Saved entries:
╭──
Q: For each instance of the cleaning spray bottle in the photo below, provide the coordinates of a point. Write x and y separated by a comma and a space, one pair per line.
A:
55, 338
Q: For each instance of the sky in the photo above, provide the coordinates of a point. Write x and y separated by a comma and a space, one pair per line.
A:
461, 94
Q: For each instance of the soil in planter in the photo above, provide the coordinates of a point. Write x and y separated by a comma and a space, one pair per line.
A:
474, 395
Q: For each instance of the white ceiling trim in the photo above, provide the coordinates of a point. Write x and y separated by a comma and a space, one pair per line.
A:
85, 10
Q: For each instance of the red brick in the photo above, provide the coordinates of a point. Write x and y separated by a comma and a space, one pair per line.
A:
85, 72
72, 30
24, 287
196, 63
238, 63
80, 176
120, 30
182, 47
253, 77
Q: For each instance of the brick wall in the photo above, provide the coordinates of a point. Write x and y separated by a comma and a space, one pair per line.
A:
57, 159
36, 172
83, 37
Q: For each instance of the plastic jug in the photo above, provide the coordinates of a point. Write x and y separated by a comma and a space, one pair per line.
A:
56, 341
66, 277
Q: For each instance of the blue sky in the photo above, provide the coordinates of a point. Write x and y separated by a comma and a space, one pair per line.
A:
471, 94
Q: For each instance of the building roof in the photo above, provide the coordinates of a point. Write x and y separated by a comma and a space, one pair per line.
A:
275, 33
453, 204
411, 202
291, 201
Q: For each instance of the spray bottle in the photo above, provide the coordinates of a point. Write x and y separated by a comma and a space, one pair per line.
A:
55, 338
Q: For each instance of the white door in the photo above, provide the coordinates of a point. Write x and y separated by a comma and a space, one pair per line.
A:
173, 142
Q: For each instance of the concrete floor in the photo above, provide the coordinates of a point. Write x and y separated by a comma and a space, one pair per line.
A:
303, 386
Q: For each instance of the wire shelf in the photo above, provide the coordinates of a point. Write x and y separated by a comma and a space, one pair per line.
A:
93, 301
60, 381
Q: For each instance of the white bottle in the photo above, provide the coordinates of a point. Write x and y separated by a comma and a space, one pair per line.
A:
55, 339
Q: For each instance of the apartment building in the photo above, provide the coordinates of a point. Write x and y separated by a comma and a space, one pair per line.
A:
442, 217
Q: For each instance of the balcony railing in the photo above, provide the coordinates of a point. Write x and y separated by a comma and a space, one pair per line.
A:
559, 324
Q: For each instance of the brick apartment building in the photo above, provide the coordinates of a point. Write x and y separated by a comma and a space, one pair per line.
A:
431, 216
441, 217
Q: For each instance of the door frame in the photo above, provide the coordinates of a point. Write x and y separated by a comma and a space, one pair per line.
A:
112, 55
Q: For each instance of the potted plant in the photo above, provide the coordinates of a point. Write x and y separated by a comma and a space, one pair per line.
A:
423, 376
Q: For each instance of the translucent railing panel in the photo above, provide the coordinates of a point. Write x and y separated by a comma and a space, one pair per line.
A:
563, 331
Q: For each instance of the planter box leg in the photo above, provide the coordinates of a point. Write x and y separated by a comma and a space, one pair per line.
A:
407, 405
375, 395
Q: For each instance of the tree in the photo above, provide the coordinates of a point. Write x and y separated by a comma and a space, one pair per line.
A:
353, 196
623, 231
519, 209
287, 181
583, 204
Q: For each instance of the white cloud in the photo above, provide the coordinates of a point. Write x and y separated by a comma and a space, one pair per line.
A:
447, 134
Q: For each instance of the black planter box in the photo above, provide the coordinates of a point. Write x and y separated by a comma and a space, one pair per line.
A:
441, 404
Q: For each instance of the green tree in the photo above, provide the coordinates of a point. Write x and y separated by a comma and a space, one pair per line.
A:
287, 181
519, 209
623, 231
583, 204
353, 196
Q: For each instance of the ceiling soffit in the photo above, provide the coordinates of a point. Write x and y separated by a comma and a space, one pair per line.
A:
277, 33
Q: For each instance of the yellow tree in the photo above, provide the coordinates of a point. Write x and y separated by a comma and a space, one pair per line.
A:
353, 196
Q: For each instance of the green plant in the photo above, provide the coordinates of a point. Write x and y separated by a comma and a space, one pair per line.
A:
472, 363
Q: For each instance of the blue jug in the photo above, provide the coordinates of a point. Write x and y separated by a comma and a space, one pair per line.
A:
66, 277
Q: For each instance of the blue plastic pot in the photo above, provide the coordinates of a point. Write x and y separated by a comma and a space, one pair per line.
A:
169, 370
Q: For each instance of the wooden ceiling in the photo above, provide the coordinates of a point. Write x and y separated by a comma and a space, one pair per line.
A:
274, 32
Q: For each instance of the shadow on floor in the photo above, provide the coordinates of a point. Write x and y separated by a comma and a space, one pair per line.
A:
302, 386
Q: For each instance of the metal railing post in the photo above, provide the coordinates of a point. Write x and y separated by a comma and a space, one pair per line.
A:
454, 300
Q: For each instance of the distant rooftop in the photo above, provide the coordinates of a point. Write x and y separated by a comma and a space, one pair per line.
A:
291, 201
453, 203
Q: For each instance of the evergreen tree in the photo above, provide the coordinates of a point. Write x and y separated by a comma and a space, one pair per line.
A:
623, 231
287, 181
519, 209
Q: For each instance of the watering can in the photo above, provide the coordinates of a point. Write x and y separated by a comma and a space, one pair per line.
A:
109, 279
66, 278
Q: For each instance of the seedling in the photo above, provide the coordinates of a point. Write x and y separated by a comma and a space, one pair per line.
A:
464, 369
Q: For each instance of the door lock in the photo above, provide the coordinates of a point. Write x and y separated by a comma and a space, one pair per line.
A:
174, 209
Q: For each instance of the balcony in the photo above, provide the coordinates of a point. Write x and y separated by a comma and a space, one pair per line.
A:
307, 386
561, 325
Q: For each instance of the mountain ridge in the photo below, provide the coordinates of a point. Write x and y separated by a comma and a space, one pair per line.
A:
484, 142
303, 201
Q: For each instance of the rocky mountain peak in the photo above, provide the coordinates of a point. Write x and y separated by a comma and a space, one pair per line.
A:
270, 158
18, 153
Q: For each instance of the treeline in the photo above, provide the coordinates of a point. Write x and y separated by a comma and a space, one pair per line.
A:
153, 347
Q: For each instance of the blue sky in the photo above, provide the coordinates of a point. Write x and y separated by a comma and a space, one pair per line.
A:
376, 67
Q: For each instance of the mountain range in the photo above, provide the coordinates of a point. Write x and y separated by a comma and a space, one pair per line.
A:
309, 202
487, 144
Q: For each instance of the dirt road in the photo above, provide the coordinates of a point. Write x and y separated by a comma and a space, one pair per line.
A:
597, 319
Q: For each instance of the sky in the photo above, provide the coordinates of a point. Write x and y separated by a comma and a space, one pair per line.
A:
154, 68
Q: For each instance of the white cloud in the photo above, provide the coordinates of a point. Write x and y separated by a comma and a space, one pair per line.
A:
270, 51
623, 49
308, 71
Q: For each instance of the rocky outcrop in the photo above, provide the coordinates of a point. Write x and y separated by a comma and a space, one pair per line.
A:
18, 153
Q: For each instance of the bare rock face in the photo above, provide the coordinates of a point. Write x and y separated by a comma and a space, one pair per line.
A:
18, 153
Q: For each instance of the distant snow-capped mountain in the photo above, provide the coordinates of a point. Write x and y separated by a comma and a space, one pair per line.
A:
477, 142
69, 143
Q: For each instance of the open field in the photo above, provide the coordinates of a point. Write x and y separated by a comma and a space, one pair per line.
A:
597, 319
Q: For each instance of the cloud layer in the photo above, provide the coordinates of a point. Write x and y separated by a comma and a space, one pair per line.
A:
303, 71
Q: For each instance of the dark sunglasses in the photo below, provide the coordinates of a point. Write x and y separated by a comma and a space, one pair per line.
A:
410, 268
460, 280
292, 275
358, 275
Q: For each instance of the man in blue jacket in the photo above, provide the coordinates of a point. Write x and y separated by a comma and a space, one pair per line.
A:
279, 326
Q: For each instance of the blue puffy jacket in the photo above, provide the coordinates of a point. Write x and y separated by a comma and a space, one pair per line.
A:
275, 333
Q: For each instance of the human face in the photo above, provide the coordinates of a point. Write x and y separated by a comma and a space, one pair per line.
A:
╰──
■ GOAL OF THE EXERCISE ■
Could you copy exactly the lines from the one containing "Q: For each instance of the blue puffy" through the end of the records above, and nothing more?

■ OUTPUT ■
Q: For each instance of the blue puffy jacket in the photo above, provide the coordinates of a point. Write x and y separated by a comma and a space, one pair per line.
A:
275, 333
Q: For each instance of the human face in the photo above, provide the coordinates of a point. Write x and y separated by a comma and a space, one pair per line.
A:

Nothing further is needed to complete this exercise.